[Source data]

===

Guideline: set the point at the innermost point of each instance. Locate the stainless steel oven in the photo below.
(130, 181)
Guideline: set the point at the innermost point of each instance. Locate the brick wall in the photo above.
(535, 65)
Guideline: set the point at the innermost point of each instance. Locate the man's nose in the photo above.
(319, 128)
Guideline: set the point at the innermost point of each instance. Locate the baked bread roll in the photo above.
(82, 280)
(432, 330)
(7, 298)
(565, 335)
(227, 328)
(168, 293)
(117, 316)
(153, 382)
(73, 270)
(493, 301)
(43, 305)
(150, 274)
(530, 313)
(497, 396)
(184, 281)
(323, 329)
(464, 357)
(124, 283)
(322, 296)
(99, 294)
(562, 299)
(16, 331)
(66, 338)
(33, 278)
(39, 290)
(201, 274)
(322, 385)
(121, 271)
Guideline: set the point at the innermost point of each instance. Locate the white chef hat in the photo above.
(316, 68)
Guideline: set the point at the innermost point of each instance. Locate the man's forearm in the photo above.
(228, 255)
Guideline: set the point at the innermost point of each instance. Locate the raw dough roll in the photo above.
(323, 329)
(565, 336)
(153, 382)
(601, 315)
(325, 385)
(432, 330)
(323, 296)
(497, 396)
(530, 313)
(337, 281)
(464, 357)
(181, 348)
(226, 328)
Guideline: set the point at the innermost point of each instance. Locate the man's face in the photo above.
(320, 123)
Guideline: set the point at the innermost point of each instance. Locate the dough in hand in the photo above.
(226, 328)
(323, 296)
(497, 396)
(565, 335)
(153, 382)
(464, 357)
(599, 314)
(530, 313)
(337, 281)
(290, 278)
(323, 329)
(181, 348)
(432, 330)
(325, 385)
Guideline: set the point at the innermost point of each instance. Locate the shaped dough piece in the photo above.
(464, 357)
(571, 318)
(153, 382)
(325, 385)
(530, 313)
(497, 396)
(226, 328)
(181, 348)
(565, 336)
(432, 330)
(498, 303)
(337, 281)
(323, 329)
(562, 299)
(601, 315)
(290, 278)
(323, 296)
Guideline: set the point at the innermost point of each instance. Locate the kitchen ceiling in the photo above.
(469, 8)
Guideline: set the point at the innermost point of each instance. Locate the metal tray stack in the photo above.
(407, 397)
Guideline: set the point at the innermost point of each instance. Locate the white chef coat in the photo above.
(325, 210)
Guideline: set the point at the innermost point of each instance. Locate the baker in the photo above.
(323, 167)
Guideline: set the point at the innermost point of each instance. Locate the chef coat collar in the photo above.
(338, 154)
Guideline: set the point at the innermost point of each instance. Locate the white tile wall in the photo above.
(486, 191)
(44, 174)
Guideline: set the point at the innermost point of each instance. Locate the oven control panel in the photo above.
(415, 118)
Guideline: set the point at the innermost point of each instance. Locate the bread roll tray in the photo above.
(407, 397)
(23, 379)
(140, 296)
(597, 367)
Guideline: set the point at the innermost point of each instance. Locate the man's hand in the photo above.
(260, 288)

===

#### Aim of the exercise:
Copy out all of the material above, line by line, without altering anything.

#### Written reply:
Guideline: set the point at the innermost point of each instance. Locate the stainless steel oven in the photo below.
(130, 181)
Guideline: set the point at the innermost point of each instance. Locate the brick wall in the photo above.
(535, 65)
Guideline: set the point at the innermost point of each instance. Locate the man's nose in the photo above.
(319, 128)
Guideline: set the point at the innermost point of each instance. Locate the baked bread roll in the photo above.
(82, 280)
(432, 330)
(7, 298)
(565, 335)
(227, 328)
(168, 293)
(117, 316)
(153, 382)
(73, 270)
(493, 301)
(43, 305)
(150, 274)
(530, 313)
(497, 396)
(184, 281)
(323, 329)
(464, 357)
(124, 283)
(322, 296)
(99, 294)
(562, 299)
(16, 331)
(66, 338)
(33, 278)
(39, 290)
(201, 274)
(322, 385)
(121, 271)
Guideline: set the point at the innermost point of each instance. Locate the white chef hat in the photo above.
(316, 68)
Guideline: set the point at the innermost point of each instance. Locate the man's forearm in the photo above.
(228, 255)
Guideline: set the point at the innermost point of each instance. Locate the raw dough roll in the photo above.
(323, 329)
(565, 336)
(153, 382)
(601, 315)
(325, 385)
(432, 330)
(323, 296)
(497, 396)
(530, 313)
(337, 281)
(464, 357)
(181, 348)
(226, 328)
Guideline: set the point at the innermost point of each instance. Locate the man's face in the photo above.
(320, 123)
Guideline: set the point at the innermost point of each instance. Locate the dough in hand in the photo above.
(226, 328)
(323, 296)
(497, 396)
(565, 335)
(153, 382)
(464, 357)
(599, 314)
(530, 313)
(337, 281)
(290, 278)
(323, 329)
(181, 348)
(432, 330)
(325, 385)
Guideline: set the point at the innermost point of each instance. Locate the shaped dough piece in the photo above.
(464, 357)
(571, 318)
(153, 382)
(325, 385)
(530, 313)
(497, 396)
(226, 328)
(181, 348)
(565, 336)
(432, 330)
(498, 303)
(337, 281)
(323, 329)
(562, 299)
(601, 315)
(290, 278)
(323, 296)
Guideline: set the point at the innermost point of each instance. Locate the kitchen ceiling in the photo above.
(469, 8)
Guideline: set the point at the innermost point of each instance. Locate the metal tray stack in the photo above.
(407, 397)
Guideline: set the point at the innermost point of each instance. Locate the white chef coat in the photo above.
(325, 210)
Guideline: set the point at the innermost point of each instance. Locate the baker in the photo above.
(323, 167)
Guideline: set the point at the innermost point of each instance. Locate the chef coat collar in the photo above.
(338, 154)
Guideline: set the point at the innermost point of each instance. Locate the white tile wall in the photo above.
(486, 191)
(44, 174)
Guideline: set the point at the innermost point of each instance. Locate the oven control panel in the photo above.
(415, 118)
Guideline: set the point at the innermost point of each instance. Locate the bread roll tray in the photo above.
(407, 397)
(23, 379)
(140, 296)
(597, 367)
Guideline: set the point at the innermost point of each instance. Locate the man's hand in the photo above.
(260, 288)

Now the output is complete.